- Exercise set -
a) In the text on AWS network access control lists, what does a VPC's default NACL do with traffic?
b) Please pick up the text on AWS network access control lists after its last sentence and carry it forward.
[Begin Source]
Permissions and authorization can exist at multiple layers within the AWS framework. We have looked at specific user and principal permissions, and how the authorization process is managed.
When we discussed S3 bucket policies, we briefly touched on conditions, and how this can be configured to allow or deny access based on IP addresses, for example.
This network level access control can also be used within your virtual private cloud, VPC, to authorize network traffic in and out of a particular subnet. It's managed differently and offers greater control through the use of network access controllers, or NACLs.
In the beginning of this course, we listed AWS NACLs as an access control mechanism, and indeed they are. However, they provide permission at the network layer. NACLs provide a rule-based security feature for permitting ingress and egress network traffic at the protocol and subnet level. In other words, ACLs monitor and filter traffic moving in and out of your subnet, either allowing or denying access dependent on rule permissions. These NACLs are attached to one or more subnets within your virtual private cloud. If you haven't created a custom NACL, then your subnets will automatically be associated with your VPC's default ACL, and in this instance, the default allows all traffic to flow in and out of the network, as opposed to denying.
The rule set itself is very simple, and has both an inbound and outbound list of rules, and these rules are comprised of just six different fields; these being Rule Number: ACL rules are read in ascending order, and as soon as a network packet is received, it reads each rule in ascending order until a match is found. For this reason, you'll want to carefully sequence your rules with an organized numbering system. I would suggest that you leave a gap of at least 50 between each of your rules to allow you to easily add new rules in sequence later, if it becomes necessary. Type: this dropdown list allows you to select from a list of common protocol types, including SSH, RDP, HTTP, and POP3. You can alternatively specify custom protocols, such as varieties of ICMP. Protocol: based on your choice for type, the protocol option might be grayed out. For custom rules like TCP and UDP, however, you should provide a value. Port Range: if you do create a custom rule, you'll need to specify the port range for the protocol to use. Source: this can be a net or a subnet range, a specific IP address, or even left open to traffic from anywhere. Allow/Deny: each rule must include an action specifying whether to find traffic where we're permitted, to enter or leave the associated subnet or not. So looking at these rules, authorization is permitted or denied by the associated subnet, depending on the verification of the parameters identified in points 2 to 5. This data is analyzed from within the network packet itself. So we are not authorizing a principal here, like we have been looking at with IAM and S3. Instead, we are authorizing the network packet itself.
[End Source]
[Begin Information provided]
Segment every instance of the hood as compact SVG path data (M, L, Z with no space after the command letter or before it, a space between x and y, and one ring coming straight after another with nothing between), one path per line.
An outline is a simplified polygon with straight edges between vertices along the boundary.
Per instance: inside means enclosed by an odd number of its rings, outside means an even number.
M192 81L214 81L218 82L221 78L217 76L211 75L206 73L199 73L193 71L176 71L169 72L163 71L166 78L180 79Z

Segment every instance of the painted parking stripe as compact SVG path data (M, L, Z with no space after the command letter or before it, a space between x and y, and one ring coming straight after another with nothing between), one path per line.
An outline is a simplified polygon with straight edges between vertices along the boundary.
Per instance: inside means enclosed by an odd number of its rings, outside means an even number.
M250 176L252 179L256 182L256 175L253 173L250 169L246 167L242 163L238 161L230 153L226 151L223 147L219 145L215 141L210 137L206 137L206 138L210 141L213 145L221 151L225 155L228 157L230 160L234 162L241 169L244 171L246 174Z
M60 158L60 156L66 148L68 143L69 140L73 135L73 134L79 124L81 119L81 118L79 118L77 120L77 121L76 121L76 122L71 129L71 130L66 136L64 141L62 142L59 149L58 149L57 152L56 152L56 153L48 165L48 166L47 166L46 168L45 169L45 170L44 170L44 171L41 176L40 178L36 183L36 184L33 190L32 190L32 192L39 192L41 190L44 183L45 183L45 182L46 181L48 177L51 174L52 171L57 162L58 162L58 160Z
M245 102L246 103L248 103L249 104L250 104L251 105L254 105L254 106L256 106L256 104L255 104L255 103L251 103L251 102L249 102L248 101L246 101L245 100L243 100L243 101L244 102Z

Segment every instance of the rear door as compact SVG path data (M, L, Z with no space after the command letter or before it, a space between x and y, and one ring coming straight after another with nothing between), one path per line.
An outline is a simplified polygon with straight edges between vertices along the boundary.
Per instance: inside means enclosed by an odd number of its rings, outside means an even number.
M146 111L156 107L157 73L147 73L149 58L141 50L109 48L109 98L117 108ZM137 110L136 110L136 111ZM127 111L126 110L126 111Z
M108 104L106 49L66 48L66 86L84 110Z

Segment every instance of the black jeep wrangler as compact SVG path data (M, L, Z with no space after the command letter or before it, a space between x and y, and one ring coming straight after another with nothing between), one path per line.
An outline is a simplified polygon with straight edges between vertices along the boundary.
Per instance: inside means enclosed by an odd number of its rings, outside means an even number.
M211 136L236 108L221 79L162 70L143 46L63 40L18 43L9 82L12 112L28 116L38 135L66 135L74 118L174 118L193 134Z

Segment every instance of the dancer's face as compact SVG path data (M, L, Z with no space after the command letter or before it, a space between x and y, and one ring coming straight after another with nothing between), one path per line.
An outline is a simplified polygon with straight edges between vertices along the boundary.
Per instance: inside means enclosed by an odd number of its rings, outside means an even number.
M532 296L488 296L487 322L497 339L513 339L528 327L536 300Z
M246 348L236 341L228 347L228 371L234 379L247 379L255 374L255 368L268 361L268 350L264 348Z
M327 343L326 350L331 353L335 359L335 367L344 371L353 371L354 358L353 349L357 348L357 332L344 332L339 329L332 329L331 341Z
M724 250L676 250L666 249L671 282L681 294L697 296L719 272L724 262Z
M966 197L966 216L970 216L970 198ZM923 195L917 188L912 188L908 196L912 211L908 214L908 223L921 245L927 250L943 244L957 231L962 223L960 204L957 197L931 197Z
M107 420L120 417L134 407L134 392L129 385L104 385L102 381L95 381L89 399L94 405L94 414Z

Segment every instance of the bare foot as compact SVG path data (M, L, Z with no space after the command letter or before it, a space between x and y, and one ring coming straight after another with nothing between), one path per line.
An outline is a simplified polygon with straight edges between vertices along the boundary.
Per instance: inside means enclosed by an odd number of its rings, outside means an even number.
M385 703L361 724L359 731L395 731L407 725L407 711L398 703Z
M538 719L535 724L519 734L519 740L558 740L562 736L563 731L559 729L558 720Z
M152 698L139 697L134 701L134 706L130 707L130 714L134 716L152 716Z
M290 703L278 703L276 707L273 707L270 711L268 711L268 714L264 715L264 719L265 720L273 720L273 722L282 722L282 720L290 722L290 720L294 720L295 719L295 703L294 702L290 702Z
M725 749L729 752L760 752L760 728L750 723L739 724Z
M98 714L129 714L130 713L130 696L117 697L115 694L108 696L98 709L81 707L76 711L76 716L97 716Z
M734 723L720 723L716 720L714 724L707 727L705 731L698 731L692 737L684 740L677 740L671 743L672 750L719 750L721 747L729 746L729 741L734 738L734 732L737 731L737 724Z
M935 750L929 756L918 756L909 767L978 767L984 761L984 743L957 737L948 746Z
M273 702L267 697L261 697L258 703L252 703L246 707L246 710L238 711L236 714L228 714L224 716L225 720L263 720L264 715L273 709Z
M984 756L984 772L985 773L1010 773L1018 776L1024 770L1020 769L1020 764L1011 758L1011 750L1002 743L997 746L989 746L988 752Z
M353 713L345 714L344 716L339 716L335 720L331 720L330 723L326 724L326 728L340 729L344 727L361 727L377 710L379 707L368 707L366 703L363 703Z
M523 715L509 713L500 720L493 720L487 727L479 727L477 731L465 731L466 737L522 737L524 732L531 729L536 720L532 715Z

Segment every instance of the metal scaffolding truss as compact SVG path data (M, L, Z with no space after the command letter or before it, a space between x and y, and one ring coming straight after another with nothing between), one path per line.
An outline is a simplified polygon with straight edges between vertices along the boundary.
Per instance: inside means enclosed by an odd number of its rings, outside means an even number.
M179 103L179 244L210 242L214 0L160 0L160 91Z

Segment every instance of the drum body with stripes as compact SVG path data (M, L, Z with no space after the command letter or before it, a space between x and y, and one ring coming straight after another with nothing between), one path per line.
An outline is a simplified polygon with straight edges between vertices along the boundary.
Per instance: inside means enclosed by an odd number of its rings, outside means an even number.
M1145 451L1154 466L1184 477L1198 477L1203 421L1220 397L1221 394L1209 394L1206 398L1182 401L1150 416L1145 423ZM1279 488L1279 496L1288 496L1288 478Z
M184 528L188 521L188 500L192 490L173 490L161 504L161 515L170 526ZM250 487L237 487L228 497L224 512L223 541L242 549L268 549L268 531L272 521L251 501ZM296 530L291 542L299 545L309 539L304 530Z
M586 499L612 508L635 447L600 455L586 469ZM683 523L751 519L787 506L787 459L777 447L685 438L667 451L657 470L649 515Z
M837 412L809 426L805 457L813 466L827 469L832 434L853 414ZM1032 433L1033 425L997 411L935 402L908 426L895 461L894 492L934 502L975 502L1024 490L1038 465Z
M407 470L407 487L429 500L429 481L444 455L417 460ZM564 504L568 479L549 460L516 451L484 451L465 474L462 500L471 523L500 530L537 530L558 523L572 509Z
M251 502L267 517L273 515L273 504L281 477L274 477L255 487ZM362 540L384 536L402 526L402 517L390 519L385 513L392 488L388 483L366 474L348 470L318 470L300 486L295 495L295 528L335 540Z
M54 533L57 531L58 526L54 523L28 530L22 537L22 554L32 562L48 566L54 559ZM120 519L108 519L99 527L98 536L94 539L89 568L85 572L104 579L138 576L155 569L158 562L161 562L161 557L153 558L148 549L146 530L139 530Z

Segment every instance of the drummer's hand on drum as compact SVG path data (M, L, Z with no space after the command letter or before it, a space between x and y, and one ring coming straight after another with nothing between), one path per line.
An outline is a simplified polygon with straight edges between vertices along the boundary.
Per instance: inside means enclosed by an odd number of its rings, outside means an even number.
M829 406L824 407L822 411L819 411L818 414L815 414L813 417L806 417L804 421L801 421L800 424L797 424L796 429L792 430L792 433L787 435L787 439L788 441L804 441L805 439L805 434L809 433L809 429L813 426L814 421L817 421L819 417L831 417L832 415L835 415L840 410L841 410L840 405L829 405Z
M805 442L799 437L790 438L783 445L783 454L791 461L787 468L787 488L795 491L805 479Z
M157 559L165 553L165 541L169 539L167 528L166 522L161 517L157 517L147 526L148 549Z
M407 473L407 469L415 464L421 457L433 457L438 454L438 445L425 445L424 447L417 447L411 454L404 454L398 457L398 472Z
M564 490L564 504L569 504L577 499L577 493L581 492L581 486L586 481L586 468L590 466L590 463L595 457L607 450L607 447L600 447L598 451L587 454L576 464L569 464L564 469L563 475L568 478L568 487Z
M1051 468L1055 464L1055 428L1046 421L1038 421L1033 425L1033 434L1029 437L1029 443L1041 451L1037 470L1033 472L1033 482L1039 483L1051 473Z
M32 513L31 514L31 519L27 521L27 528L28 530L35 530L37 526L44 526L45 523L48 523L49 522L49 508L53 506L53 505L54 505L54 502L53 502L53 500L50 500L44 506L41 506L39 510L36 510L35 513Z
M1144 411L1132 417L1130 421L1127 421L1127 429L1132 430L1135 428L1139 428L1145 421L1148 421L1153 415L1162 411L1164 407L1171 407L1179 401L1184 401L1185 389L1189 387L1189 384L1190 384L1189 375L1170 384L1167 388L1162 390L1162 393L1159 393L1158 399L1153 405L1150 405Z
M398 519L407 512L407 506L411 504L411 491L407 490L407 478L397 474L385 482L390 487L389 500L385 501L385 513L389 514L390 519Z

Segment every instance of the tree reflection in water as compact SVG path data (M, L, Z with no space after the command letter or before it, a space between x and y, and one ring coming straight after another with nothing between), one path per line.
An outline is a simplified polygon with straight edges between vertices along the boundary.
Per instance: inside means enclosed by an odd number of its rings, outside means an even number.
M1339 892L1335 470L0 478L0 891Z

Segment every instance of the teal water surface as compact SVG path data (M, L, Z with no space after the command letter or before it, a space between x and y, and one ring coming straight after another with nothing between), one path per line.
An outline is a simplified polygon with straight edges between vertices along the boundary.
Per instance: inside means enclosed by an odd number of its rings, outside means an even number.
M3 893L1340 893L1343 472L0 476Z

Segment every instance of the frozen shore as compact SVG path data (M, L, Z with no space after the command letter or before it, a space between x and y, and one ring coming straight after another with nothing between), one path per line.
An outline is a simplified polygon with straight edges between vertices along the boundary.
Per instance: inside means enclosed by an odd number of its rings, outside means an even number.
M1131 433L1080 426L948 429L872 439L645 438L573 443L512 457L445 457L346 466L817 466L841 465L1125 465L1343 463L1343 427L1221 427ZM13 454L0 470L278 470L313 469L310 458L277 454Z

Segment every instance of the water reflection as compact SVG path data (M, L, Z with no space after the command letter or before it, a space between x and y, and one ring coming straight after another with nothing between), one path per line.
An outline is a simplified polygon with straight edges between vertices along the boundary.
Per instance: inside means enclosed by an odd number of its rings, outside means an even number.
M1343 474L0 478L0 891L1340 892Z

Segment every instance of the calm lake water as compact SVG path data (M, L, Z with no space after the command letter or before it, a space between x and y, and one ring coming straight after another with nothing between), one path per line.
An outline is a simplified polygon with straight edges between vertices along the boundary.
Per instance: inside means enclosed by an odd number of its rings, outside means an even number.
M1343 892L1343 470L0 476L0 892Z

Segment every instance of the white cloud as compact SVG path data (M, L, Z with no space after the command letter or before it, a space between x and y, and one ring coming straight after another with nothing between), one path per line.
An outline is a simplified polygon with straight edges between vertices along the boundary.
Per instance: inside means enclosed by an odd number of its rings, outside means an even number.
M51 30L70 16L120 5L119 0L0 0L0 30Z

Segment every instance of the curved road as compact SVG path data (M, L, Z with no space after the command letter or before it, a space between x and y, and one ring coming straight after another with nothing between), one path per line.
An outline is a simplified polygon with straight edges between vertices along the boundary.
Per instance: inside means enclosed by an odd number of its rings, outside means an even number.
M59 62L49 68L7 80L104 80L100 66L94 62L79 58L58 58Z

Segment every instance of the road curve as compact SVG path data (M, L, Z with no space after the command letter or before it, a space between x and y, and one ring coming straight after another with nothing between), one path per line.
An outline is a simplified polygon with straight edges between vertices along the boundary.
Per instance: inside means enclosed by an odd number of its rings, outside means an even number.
[End Information provided]
- Expected answers -
a) It allows all traffic to flow in and out of the network.

b)
It's important to note that NACLs are stateless. Therefore, when creating your rules, you'll need to apply an outbound reply rule to permit responses to inbound requests.
I have seen NACLs used very effectively to prevent DDOS, distributed denial of service, attacks. If traffic somehow manages to get past AWS' own DDOS protection undetected, and you're being attacked from a single IP address, you can create a NACL rule that will deny all traffic from that source right at the subnet level, and the traffic will not be authorized to go any further. Just a small point, and this applies to all the authentication and authorization mechanisms I've mentioned thus far: your NACLs will require updating from time to time, and you should regularly review them to ensure they are still optimized for your environment. Security is an ongoing effort and needs regular attention to ensure its effectiveness.
Having the ability to authorize or deny network packets at a network level is great, but can the same be accomplished at an instance level? The answer is yes. Let's see how this level of authorization works. AWS security groups are associated with instances, and provide security at the protocol and port access level, much like NACLs, and as a result, they also work much the same way. Containing a set of rules that filter traffic coming into and out of an EC2 instance. However, unlike NACLs, with security groups, there isn't a Deny action for a rule. Instead, if there isn't a rule that explicitly permits a particular packet, it will simply be dropped. Again, the rule set is made up of two rule sets, inbound and outbound.
But security groups are stateful, meaning you do not need the same rules for both inbound and outbound traffic, unlike, NACLs, which are stateless. Therefore, any rule that allows traffic into an EC2 instance will allow any response to be returned without an explicit rule in the outbound rule set.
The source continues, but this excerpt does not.